### DATA SHOWN ###
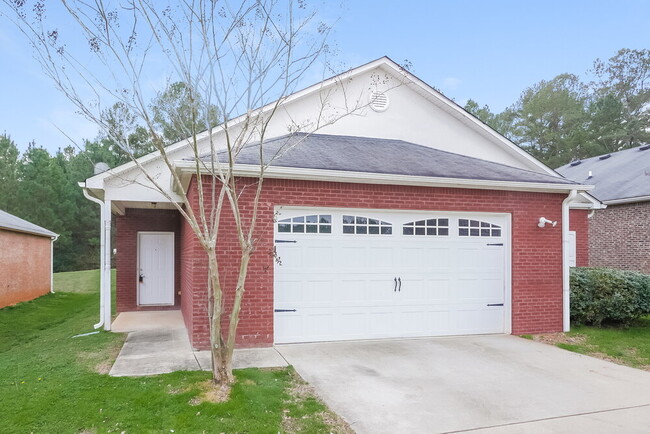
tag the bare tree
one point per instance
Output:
(243, 58)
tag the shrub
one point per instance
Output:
(608, 295)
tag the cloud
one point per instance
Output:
(451, 82)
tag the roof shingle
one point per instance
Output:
(623, 175)
(381, 156)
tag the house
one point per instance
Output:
(409, 218)
(618, 235)
(26, 253)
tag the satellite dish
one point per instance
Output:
(101, 168)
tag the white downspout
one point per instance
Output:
(107, 265)
(102, 276)
(52, 240)
(566, 291)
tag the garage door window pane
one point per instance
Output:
(315, 224)
(363, 225)
(429, 227)
(470, 228)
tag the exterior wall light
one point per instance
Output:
(543, 221)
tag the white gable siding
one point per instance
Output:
(412, 116)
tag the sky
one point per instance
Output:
(489, 51)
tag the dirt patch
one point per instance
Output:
(211, 393)
(102, 361)
(560, 338)
(300, 391)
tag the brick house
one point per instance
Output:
(618, 235)
(411, 218)
(25, 260)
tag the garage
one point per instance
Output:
(344, 274)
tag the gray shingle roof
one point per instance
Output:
(13, 223)
(382, 156)
(625, 174)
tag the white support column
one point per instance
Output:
(107, 293)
###
GOAL OF THE EXERCISE -> Copy out each record shown above without alteration, skipping any picture.

ANSWER BELOW ->
tag the bare tree
one point per instance
Output:
(243, 58)
tag the shrub
one point per instance
Output:
(608, 295)
tag the cloud
one point per instance
Output:
(451, 82)
tag the roof shingle
one point per instance
Output:
(623, 175)
(381, 156)
tag the house
one point per instance
Output:
(409, 218)
(618, 235)
(26, 253)
tag the satellite dish
one point per instance
Output:
(101, 168)
tag the white downspout
one point per instance
Output:
(107, 265)
(102, 276)
(52, 240)
(566, 291)
tag the garage door window pane
one point per instance
Output:
(315, 224)
(363, 225)
(429, 227)
(470, 228)
tag the exterior wall light
one point per instance
Output:
(543, 221)
tag the white gable siding
one point per instance
Output:
(412, 116)
tag the sky
one point per instance
Output:
(489, 51)
tag the dirt patch
one point per instance
Output:
(211, 393)
(102, 361)
(560, 338)
(300, 391)
tag the brick house
one point per instance
Output:
(618, 235)
(411, 218)
(25, 260)
tag the garage
one point per instance
Output:
(344, 274)
tag the gray shingle roof
one point per instance
Output:
(13, 223)
(382, 156)
(625, 174)
tag the white support column
one point per instance
Output:
(107, 293)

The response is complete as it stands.